▶ TASK ITEM A: Update the passage on the U.S. face transplants, beginning at "This year three" and stopping after "way to recovery.", with "power line" replaced by "high-voltage line".
▶ TASK ITEM B: Summarize the passage on the U.S. face transplants in two sentences.

▶ PASSAGE SHOWN:
--

This year three People received the first full-face transplants in the U.S. at the Brigham and Women’s Hospital in Boston, and details on their extensive procedures were reported on Wednesday.

Medical procedures are extremely complicated in such transplants, and they include grafting of not just the skin but of nerves, muscles, blood vessels and nose-like structures, according to the report published in the New England Journal of Medicine.

The report documented the transplants of Dallas Wiens, Mitch Hunter, and Charla Nash. Wiens, a 26-year-old Texas man, accidentally struck a power line while he was painting a church. Hunter of Indiana lost most of his face in a car accident. Nash was mauled by her neighbor’s chimpanzee. Doctors have said that all three of the FFT patients well on their way to recovery.

"Unlike conventional reconstruction, facial transplantation seeks to transform severely deformed features to a near-normal appearance and function that conventional reconstructive plastic surgical techniques cannot match," said lead author Dr. Bohdan Pomahac director of the surgery transplantation program at the hospital where the transplants were performed. "It truly is a life-giving procedure for these patients."

--

▶ GIVEN DATA:

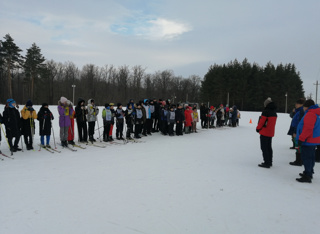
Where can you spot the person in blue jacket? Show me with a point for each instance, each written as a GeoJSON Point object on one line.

--

▶ YOUR RESPONSE A:
This year three People received the first full-face transplants in the U.S. at the Brigham and Women’s Hospital in Boston, and details on their extensive procedures were reported on Wednesday.

Medical procedures are extremely complicated in such transplants, and they include grafting of not just the skin but of nerves, muscles, blood vessels and nose-like structures, according to the report published in the New England Journal of Medicine.

The report documented the transplants of Dallas Wiens, Mitch Hunter, and Charla Nash. Wiens, a 26-year-old Texas man, accidentally struck a high-voltage line while he was painting a church. Hunter of Indiana lost most of his face in a car accident. Nash was mauled by her neighbor’s chimpanzee. Doctors have said that all three of the FFT patients well on their way to recovery.

▶ YOUR RESPONSE B: This year three people received the first full-face transplants in the U.S. at Brigham and Women's Hospital in Boston, and a report in the New England Journal of Medicine detailed the complex procedures, which involved grafting skin, nerves, muscles, blood vessels and nose-like structures. Lead author Dr. Bohdan Pomahac said facial transplantation seeks a near-normal appearance and function that conventional reconstructive techniques cannot match.